Revista A Lógica do Direito = ISSN 2238-1937

FUNGIBILIDADE ENTRE A TUTELA CAUTELAR E A TUTELA ANTECIPADA

20-07-2011 14:51

Professor Orientador: Rubens da Silva Cruz

Ricardo Amaral Magalhães


RESUMO

A implementação da tutela antecipatória em nosso ordenamento jurídico teve o propósito de ampliar a tutela de urgência, proporcionando às partes em litígio, a garantia de que seu direito material estaria não mais apenas resguardado para uma futura execução, mas também pudesse ser satisfeito, mesmo que de forma provisória, em qualquer tempo do processo. Diante da relevância dessa garantia, não se deve punir a inadequação procedimental ao se pleitear tutela cautelar quando o apropriado seria a antecipação de tutela ou vice versa. Afinal ambas como tutelas de urgência, visam fins bem próximos e que muitas vezes levam os operadores do direito à dúvida sobre qual dos dois instrumentos deve ser manejado no caso concreto. Com isso, percebe-se a importância do direito brasileiro ter adotado o princípio da fungibilidade entre as duas espécies de tutela de urgência.


INTRODUÇÃO
O presente texto, resultado de pesquisa bibliográfica, apresenta as características da tutela antecipada e da antecipação de tutela, assim como suas diferenças destacando a adoção do princípio da fungibilidade entre elas, que são espécies do gênero tutela de urgência. Antes de tratar especificamente da aplicação do princípio da fungibilidade, faz-se necessário distingui-las e durante essa diferenciação abordam-se os requisitos exigidos a cada uma delas e a forma como devem ser pleiteadas.
Relata também que depois de muita divergência doutrinária a Lei 10.444/2002 inseriu o § 7º ao artigo 273 do Código de Processo Civil, dispondo que “Se o autor, a título de antecipação de tutela, requerer providência de natureza cautelar, poderá o juiz, quando presentes os respectivos pressupostos, deferir a medida cautelar em caráter incidental ao processo ajuizado.”
Resta saber se esse caminho oferecido ao Juiz para deferir a medida cautelar quando for demandado em antecipação de tutela, pode ser percorrido também de forma inversa, oferecendo antecipação de tutela quando a solicitação for de medida cautelar.  E isso também é tema de discussão deste estudo.

ITENS BRUTOS:
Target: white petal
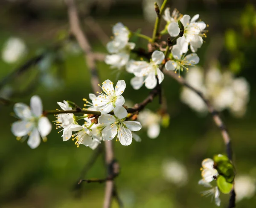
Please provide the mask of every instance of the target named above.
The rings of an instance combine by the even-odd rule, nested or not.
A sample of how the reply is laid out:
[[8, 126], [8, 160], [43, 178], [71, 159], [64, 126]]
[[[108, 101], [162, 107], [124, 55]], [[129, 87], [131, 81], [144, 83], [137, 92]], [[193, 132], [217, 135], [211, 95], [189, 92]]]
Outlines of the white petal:
[[172, 49], [172, 53], [174, 58], [177, 60], [180, 60], [183, 53], [181, 47], [178, 45], [174, 46]]
[[26, 135], [33, 127], [33, 124], [26, 121], [18, 121], [12, 124], [11, 130], [15, 136]]
[[128, 114], [126, 109], [122, 106], [117, 106], [114, 108], [114, 113], [119, 119], [125, 118]]
[[155, 139], [160, 133], [160, 126], [157, 124], [154, 124], [148, 127], [147, 131], [148, 136], [150, 139]]
[[124, 146], [129, 145], [132, 142], [131, 132], [129, 129], [121, 126], [118, 131], [118, 139], [121, 144]]
[[168, 70], [174, 71], [177, 67], [177, 63], [173, 61], [168, 61], [165, 64], [166, 69]]
[[42, 117], [39, 118], [38, 127], [42, 137], [47, 136], [52, 130], [52, 124], [48, 118], [46, 117]]
[[160, 84], [164, 78], [164, 75], [163, 73], [158, 68], [157, 69], [157, 78], [158, 78], [158, 81], [159, 82], [159, 84]]
[[105, 63], [109, 65], [116, 65], [121, 61], [121, 57], [117, 54], [107, 55], [105, 58]]
[[183, 26], [186, 27], [189, 23], [189, 20], [190, 20], [190, 16], [187, 14], [184, 15], [182, 18], [180, 19], [180, 22], [183, 24]]
[[202, 161], [202, 167], [204, 168], [213, 168], [214, 161], [210, 158], [207, 158]]
[[161, 51], [154, 51], [152, 54], [152, 60], [156, 64], [160, 64], [164, 59], [164, 54]]
[[172, 22], [169, 24], [167, 28], [168, 33], [172, 37], [177, 36], [180, 33], [180, 28], [177, 23]]
[[103, 114], [99, 118], [99, 122], [100, 124], [108, 125], [114, 123], [116, 118], [112, 115]]
[[190, 20], [191, 23], [194, 23], [199, 18], [199, 15], [198, 14], [195, 14], [194, 17], [192, 17], [191, 20]]
[[96, 99], [96, 96], [93, 93], [90, 93], [89, 94], [89, 98], [91, 100], [94, 100]]
[[124, 80], [119, 80], [116, 85], [116, 95], [120, 95], [122, 94], [126, 87], [126, 84]]
[[136, 142], [141, 142], [141, 138], [137, 134], [134, 133], [134, 132], [132, 132], [131, 135], [132, 135], [132, 138]]
[[31, 149], [35, 149], [39, 146], [41, 142], [39, 132], [36, 128], [34, 128], [28, 140], [28, 145]]
[[104, 92], [111, 94], [112, 94], [115, 90], [113, 86], [113, 83], [109, 79], [107, 79], [103, 82], [102, 89]]
[[123, 123], [130, 130], [132, 131], [137, 131], [141, 129], [141, 124], [139, 121], [124, 121]]
[[125, 98], [122, 95], [119, 96], [116, 100], [116, 106], [122, 106], [125, 101]]
[[139, 90], [143, 85], [143, 77], [134, 77], [131, 80], [131, 85], [134, 90]]
[[[191, 53], [186, 56], [183, 61], [186, 61], [188, 63], [191, 64], [192, 65], [197, 64], [199, 62], [199, 57], [196, 53]], [[186, 65], [188, 65], [186, 64]]]
[[37, 116], [40, 116], [43, 113], [43, 105], [41, 98], [38, 95], [34, 95], [30, 99], [31, 111]]
[[157, 86], [157, 81], [154, 72], [150, 73], [145, 79], [145, 87], [148, 89], [153, 89]]
[[109, 125], [102, 130], [102, 137], [105, 140], [110, 140], [115, 138], [117, 133], [117, 126], [116, 125]]
[[103, 106], [101, 106], [99, 108], [99, 110], [103, 114], [108, 113], [113, 109], [114, 107], [113, 106], [113, 104], [112, 102], [108, 104], [107, 104]]
[[16, 115], [22, 119], [30, 118], [32, 116], [30, 109], [24, 103], [16, 103], [14, 105], [13, 110]]

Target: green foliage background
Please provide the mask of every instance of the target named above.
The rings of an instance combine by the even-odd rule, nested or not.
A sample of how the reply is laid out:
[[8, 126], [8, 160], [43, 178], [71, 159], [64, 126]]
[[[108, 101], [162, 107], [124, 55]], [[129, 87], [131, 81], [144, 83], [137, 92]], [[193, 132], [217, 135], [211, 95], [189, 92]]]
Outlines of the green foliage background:
[[[249, 174], [255, 177], [256, 27], [255, 23], [250, 25], [253, 20], [250, 20], [253, 14], [255, 15], [255, 10], [253, 14], [247, 17], [250, 14], [248, 11], [252, 9], [251, 6], [246, 6], [242, 1], [237, 3], [223, 3], [217, 10], [218, 14], [214, 15], [218, 17], [218, 20], [199, 2], [189, 3], [190, 6], [186, 11], [181, 11], [182, 13], [191, 15], [198, 13], [203, 20], [210, 24], [206, 43], [198, 51], [200, 64], [204, 66], [208, 43], [217, 35], [215, 32], [218, 30], [218, 34], [226, 38], [225, 46], [218, 57], [220, 64], [223, 68], [229, 67], [238, 76], [245, 77], [250, 84], [250, 99], [245, 116], [236, 118], [226, 111], [221, 116], [232, 139], [237, 173]], [[109, 15], [94, 14], [93, 11], [93, 14], [110, 36], [111, 27], [117, 21], [122, 22], [133, 31], [142, 28], [143, 33], [150, 35], [153, 26], [143, 20], [140, 6], [139, 4], [116, 5], [111, 8]], [[23, 60], [14, 64], [7, 64], [0, 60], [0, 79], [23, 61], [38, 53], [38, 49], [44, 49], [52, 45], [49, 43], [54, 43], [58, 39], [58, 35], [47, 35], [39, 40], [38, 37], [42, 35], [40, 31], [44, 30], [47, 33], [49, 25], [54, 28], [64, 25], [67, 22], [64, 7], [57, 11], [40, 10], [40, 18], [35, 22], [30, 20], [27, 23], [24, 23], [26, 22], [19, 14], [15, 14], [13, 10], [11, 10], [12, 13], [9, 13], [9, 9], [7, 6], [1, 9], [3, 12], [0, 18], [0, 48], [9, 37], [17, 36], [25, 40], [29, 53]], [[44, 16], [42, 15], [44, 11], [48, 12]], [[19, 17], [22, 20], [19, 20]], [[219, 20], [220, 22], [216, 22]], [[19, 24], [20, 21], [24, 24]], [[218, 24], [218, 27], [212, 30], [210, 23]], [[32, 26], [29, 25], [32, 23]], [[89, 34], [94, 50], [106, 52], [90, 29], [86, 27], [84, 29]], [[57, 33], [59, 34], [60, 32]], [[32, 94], [16, 96], [12, 100], [28, 104], [31, 95], [38, 94], [41, 98], [46, 110], [55, 109], [58, 107], [57, 102], [64, 99], [82, 106], [82, 98], [87, 97], [91, 92], [90, 75], [84, 57], [81, 54], [75, 55], [64, 52], [62, 55], [61, 70], [55, 75], [64, 81], [60, 87], [52, 89], [38, 82], [38, 87]], [[116, 74], [112, 73], [108, 66], [99, 63], [98, 66], [101, 81], [110, 79], [116, 81]], [[50, 71], [55, 72], [58, 67], [60, 67], [59, 65], [54, 64]], [[36, 66], [33, 67], [24, 77], [19, 77], [13, 82], [12, 86], [21, 89], [35, 76], [35, 72], [38, 70]], [[134, 91], [128, 84], [132, 77], [124, 72], [118, 79], [125, 79], [128, 84], [124, 94], [125, 99], [139, 102], [149, 90], [143, 87]], [[175, 81], [166, 76], [163, 86], [171, 116], [169, 127], [162, 128], [160, 136], [155, 139], [147, 138], [145, 132], [142, 131], [140, 143], [134, 141], [131, 145], [124, 147], [119, 142], [114, 142], [115, 155], [121, 167], [121, 174], [116, 181], [125, 207], [215, 207], [214, 202], [210, 203], [210, 198], [201, 196], [201, 191], [205, 189], [198, 185], [198, 182], [201, 178], [201, 161], [217, 153], [225, 153], [225, 147], [220, 131], [210, 115], [199, 116], [181, 103], [181, 87]], [[71, 140], [62, 142], [61, 135], [55, 130], [48, 137], [47, 142], [42, 142], [35, 150], [30, 149], [26, 142], [21, 144], [10, 131], [11, 124], [16, 120], [10, 116], [13, 103], [0, 106], [0, 207], [101, 207], [104, 184], [83, 184], [80, 189], [74, 189], [93, 150], [84, 146], [78, 148]], [[157, 101], [149, 104], [148, 107], [157, 110]], [[55, 120], [53, 116], [49, 118]], [[172, 158], [183, 162], [188, 171], [188, 182], [184, 186], [174, 185], [163, 177], [162, 162]], [[100, 156], [84, 178], [102, 178], [105, 174], [103, 158]], [[226, 207], [229, 196], [222, 194], [221, 198], [221, 207]], [[255, 199], [254, 196], [243, 199], [237, 203], [237, 207], [254, 207]], [[113, 207], [117, 207], [115, 202]]]

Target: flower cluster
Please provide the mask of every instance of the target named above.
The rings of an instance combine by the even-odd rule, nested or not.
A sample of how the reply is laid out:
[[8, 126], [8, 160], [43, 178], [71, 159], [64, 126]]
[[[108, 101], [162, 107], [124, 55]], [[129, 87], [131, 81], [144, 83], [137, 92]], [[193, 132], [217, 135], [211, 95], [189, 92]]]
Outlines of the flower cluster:
[[105, 62], [112, 68], [121, 69], [128, 63], [131, 50], [134, 48], [135, 43], [128, 42], [130, 31], [121, 23], [114, 26], [113, 33], [113, 40], [107, 44], [108, 51], [111, 55], [106, 56]]
[[[241, 117], [245, 113], [249, 99], [250, 86], [244, 78], [235, 78], [231, 72], [221, 73], [218, 69], [213, 67], [207, 72], [204, 79], [203, 71], [194, 67], [187, 75], [186, 80], [189, 84], [200, 89], [218, 111], [227, 109], [237, 117]], [[184, 87], [181, 98], [197, 111], [207, 112], [206, 105], [191, 90]]]

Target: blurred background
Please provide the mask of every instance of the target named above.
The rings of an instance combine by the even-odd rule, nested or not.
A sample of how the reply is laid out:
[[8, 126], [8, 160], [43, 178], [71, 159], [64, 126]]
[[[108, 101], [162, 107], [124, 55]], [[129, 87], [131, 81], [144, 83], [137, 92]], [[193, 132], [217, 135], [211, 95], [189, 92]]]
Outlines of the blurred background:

TAREFAS PROPOSTAS:
#1 No texto sobre a fungibilidade entre a tutela cautelar e a tutela antecipada, qual lei inseriu o § 7º ao artigo 273 do Código de Processo Civil?
#2 Escreva a continuação do texto sobre a fungibilidade entre a tutela cautelar e a tutela antecipada, a partir do ponto em que ele termina.

RESPOSTAS:
#1 A Lei 10.444/2002.

#2
 1. DIFERENÇAS DA TUTLELA CAUTELAR E DA ANTECIPAÇÃO DE TUTELA
Antes de tratar especificamente da aplicação do princípio da fungibilidade em tais tutelas de urgência, faz-se necessário conceituá-las e distingui-las apresentando as características comuns a ambas, além de suas peculiaridades.
Tanto a tutela cautelar quanto a tutela antecipatória têm o condão de inverter o ônus do tempo no processo, já que a concessão de qualquer delas, faz do réu o grande prejudicado com a morosidade na prestação jurisdicional. Para que essa inversão se faça presente, exige-se a demonstração do perigo de dano pela demora e do fumus boni iuris nas alegações do autor. Tais requisitos são intrínsecos a ambas as formas de tutela e pode-se dizer que formam o mérito do processo cautelar.
Como características comuns às duas medidas, também vale mencionar a cognição sumária, o caráter provisional e a possibilidade de serem concedidas por meio de liminar.
A diferença começa aparecer ao se analisar suas respectivas naturezas. Enquanto a tutela cautelar tem caráter conservativo, a tutela antecipatória tem natureza satisfativa.
“Ao passo que a função cautelar se exaure na asseguração do resultado prático de outro pedido, sem solucionar sequer provisoriamente as questões pertinentes ao mérito dele, a antecipação de tutela supõe necessariamente uma tal solução, no sentido de tomada de posição do juiz, ainda que sem compromisso definitivo, relativamente à posição do autor no que se costuma denominar ‘processo principal’ (no caso único existente)”  FURTADO, p16 2009.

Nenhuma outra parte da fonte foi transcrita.